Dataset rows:
---

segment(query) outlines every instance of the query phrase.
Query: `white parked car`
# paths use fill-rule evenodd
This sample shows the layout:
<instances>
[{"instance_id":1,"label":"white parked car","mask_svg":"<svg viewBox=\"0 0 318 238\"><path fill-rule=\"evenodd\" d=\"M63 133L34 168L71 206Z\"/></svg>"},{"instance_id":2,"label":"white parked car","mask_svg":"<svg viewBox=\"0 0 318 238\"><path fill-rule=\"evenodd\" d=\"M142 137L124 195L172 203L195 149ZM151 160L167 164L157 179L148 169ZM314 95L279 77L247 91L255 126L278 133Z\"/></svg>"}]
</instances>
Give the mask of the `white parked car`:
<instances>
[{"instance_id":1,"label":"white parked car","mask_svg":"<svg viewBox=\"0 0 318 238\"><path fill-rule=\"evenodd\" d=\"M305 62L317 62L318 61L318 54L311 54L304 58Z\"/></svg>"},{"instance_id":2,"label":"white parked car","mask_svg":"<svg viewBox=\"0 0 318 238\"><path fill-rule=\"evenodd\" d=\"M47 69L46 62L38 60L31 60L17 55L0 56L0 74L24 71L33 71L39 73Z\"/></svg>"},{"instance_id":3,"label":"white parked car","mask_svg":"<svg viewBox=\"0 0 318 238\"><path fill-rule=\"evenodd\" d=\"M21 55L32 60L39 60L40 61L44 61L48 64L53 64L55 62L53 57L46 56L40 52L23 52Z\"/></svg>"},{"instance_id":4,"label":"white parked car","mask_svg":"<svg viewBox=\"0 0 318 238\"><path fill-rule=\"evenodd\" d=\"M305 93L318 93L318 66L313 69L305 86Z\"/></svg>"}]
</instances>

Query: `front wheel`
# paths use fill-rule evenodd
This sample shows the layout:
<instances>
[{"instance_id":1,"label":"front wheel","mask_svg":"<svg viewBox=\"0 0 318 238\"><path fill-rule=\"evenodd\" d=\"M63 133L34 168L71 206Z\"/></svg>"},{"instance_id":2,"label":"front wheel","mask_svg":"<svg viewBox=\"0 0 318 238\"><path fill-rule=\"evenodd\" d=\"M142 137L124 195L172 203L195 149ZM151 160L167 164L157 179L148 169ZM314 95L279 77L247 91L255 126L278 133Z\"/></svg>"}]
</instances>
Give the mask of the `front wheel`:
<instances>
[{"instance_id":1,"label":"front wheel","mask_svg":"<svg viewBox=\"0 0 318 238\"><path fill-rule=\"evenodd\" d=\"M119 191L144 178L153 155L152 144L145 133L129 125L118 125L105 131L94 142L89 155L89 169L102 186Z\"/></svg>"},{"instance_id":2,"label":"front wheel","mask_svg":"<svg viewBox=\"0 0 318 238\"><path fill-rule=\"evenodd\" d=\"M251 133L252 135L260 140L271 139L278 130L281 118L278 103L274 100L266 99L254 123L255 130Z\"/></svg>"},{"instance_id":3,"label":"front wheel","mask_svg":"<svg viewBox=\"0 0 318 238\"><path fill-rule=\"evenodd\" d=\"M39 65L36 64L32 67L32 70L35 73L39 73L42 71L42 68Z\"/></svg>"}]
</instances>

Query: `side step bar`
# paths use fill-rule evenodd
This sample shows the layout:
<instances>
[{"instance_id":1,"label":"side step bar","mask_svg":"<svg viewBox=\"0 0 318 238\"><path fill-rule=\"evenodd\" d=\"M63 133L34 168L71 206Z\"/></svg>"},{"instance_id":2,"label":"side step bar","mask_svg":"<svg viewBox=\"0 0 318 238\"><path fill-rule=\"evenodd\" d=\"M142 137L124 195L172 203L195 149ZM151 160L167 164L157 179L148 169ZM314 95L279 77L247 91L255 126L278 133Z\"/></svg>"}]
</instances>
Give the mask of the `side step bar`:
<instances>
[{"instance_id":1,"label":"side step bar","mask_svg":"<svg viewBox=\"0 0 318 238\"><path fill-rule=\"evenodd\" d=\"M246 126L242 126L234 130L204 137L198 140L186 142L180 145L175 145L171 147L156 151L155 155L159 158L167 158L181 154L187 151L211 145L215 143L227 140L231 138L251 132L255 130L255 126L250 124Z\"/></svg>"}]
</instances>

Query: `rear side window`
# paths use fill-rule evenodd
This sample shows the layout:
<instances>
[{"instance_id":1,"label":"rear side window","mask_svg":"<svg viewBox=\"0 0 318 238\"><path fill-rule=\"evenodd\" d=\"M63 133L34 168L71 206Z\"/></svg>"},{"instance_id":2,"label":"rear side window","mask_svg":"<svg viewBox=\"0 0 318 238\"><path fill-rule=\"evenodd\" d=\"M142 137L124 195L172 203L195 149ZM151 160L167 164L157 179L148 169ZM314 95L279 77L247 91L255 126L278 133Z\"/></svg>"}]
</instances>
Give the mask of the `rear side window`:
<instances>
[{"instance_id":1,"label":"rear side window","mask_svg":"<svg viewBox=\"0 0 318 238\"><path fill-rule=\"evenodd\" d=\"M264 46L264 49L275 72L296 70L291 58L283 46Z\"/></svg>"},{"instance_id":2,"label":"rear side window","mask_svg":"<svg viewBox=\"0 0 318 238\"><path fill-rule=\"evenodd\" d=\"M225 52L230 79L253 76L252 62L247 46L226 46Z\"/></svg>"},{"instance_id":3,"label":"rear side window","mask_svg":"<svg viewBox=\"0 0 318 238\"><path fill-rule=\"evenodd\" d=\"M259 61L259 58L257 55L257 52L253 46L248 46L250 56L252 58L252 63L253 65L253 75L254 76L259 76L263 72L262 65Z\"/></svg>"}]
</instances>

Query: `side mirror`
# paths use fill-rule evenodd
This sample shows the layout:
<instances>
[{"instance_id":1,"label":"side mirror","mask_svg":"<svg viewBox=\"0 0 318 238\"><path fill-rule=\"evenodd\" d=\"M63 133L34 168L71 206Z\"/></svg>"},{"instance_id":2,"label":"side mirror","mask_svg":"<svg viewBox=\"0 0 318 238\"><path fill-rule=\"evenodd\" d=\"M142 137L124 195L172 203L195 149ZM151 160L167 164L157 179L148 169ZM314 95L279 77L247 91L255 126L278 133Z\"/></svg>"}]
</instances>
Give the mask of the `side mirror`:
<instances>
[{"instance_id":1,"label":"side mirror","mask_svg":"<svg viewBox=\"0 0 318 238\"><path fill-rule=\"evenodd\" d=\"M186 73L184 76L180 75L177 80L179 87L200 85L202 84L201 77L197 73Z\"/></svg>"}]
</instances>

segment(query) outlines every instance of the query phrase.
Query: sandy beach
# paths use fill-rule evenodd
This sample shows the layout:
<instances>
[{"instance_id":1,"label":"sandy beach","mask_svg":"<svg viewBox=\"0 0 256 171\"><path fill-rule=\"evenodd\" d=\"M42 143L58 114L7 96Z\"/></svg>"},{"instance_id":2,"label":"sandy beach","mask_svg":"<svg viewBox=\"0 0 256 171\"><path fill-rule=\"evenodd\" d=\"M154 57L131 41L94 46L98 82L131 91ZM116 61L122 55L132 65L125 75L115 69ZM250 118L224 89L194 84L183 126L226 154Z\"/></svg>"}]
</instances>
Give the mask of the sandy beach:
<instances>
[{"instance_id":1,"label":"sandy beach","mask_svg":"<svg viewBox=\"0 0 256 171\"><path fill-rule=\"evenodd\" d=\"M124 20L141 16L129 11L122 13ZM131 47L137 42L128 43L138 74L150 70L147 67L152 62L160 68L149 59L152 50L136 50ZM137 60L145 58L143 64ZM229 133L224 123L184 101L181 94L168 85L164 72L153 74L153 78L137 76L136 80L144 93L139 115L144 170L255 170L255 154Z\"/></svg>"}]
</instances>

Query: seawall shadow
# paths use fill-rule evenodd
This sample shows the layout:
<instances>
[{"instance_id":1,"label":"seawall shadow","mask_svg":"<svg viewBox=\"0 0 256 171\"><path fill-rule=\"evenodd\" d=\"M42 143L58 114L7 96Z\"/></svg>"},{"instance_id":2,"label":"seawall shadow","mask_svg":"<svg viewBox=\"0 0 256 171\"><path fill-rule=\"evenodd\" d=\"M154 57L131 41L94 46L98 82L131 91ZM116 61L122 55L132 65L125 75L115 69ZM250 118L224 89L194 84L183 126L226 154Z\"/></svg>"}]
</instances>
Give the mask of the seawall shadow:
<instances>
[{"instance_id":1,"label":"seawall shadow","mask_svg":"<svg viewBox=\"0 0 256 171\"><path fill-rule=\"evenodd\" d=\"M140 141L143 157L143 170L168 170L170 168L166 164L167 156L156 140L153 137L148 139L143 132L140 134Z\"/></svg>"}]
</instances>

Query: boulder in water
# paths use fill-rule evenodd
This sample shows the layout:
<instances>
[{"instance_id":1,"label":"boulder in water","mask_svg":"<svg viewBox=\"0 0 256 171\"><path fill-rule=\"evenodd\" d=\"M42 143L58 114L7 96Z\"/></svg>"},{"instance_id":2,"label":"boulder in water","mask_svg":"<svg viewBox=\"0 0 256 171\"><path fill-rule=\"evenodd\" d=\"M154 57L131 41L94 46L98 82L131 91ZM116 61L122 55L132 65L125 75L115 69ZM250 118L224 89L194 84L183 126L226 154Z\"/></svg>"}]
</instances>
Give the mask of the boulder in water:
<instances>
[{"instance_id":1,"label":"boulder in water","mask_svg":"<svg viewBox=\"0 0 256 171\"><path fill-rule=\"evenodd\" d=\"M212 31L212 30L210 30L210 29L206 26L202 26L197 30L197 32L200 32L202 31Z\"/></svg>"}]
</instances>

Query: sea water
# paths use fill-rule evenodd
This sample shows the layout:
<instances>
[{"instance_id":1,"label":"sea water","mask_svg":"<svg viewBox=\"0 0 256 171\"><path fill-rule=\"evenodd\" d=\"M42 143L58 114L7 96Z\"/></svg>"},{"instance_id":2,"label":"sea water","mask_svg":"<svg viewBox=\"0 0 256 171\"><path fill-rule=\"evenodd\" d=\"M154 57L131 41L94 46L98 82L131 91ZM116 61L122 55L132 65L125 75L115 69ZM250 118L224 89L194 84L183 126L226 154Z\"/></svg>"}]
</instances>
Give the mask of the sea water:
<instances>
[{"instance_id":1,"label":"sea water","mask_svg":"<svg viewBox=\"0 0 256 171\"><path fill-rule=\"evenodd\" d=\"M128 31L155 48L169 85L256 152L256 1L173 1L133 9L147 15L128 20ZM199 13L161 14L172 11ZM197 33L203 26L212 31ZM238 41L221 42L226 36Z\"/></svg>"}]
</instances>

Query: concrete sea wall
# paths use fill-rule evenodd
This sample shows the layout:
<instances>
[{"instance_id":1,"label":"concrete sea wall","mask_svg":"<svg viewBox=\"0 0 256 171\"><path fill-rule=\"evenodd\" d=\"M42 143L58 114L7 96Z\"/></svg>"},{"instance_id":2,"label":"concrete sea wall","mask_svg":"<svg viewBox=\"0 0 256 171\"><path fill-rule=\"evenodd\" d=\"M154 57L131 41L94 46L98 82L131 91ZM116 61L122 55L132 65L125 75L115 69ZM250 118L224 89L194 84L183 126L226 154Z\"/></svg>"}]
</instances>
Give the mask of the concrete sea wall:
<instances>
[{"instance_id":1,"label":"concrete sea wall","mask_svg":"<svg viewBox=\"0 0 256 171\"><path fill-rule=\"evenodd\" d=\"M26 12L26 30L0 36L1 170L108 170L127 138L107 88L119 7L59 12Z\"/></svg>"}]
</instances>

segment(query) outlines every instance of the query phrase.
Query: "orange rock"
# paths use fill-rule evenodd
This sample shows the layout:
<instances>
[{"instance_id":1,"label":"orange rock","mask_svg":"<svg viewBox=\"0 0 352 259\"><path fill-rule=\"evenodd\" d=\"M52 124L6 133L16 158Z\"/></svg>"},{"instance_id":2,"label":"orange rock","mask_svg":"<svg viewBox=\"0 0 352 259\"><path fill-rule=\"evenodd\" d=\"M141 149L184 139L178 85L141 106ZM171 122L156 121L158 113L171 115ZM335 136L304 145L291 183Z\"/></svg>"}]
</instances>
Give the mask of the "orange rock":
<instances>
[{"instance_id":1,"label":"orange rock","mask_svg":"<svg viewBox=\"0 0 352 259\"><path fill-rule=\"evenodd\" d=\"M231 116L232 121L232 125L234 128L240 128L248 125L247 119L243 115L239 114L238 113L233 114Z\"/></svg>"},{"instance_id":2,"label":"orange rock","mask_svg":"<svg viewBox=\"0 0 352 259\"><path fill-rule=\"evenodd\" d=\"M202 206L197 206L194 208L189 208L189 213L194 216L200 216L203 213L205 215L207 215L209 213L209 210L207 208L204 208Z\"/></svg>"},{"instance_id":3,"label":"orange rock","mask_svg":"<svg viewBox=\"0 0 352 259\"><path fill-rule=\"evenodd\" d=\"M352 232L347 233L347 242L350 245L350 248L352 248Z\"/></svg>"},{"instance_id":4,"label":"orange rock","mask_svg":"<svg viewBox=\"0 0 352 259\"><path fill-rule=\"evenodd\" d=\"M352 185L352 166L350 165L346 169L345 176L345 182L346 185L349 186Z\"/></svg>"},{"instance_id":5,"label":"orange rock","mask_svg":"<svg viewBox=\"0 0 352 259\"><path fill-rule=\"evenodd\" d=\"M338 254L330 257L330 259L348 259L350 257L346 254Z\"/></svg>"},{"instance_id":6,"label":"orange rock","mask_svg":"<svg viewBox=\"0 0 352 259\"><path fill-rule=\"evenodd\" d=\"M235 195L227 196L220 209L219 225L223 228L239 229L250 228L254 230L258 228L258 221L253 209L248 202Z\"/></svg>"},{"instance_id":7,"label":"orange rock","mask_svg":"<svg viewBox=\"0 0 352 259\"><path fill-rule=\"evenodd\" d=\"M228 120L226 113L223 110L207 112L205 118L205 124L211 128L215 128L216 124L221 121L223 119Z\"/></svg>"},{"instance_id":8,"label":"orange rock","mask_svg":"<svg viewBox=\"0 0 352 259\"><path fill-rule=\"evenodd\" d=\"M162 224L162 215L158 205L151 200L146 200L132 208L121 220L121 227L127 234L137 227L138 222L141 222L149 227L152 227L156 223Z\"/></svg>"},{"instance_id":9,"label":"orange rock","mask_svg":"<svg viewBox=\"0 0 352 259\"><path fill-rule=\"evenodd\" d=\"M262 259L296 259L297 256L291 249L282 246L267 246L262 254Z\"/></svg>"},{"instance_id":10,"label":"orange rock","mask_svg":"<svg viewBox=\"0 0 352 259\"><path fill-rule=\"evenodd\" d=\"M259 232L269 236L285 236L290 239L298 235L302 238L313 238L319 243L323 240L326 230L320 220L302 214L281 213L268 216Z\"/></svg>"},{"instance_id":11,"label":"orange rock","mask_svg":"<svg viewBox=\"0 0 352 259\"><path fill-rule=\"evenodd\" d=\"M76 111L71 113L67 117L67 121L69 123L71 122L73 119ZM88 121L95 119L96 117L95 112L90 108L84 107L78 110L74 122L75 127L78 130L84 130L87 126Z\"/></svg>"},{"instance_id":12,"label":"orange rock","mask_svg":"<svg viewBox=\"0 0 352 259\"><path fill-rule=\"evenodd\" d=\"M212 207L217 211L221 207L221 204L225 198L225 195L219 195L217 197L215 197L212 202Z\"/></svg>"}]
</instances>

---

**Problem requirements**
Identify every line in the material above that contains the word "beach", and copy each of those lines.

**Exercise response**
Query: sandy beach
[{"instance_id":1,"label":"sandy beach","mask_svg":"<svg viewBox=\"0 0 256 171\"><path fill-rule=\"evenodd\" d=\"M42 143L58 114L7 96Z\"/></svg>"},{"instance_id":2,"label":"sandy beach","mask_svg":"<svg viewBox=\"0 0 256 171\"><path fill-rule=\"evenodd\" d=\"M154 57L131 41L94 46L98 82L131 91ZM116 61L122 55L132 65L125 75L115 69ZM250 118L224 89L194 84L183 126L226 154Z\"/></svg>"}]
Give the mask of the sandy beach:
[{"instance_id":1,"label":"sandy beach","mask_svg":"<svg viewBox=\"0 0 256 171\"><path fill-rule=\"evenodd\" d=\"M124 20L141 16L129 11L122 13ZM131 47L137 42L128 43L138 74L150 70L147 67L152 62L160 68L149 59L152 50L136 50ZM137 60L145 58L143 64ZM229 133L224 123L184 101L181 94L168 85L164 72L153 74L153 78L137 76L136 80L144 93L139 115L144 170L255 170L255 154Z\"/></svg>"}]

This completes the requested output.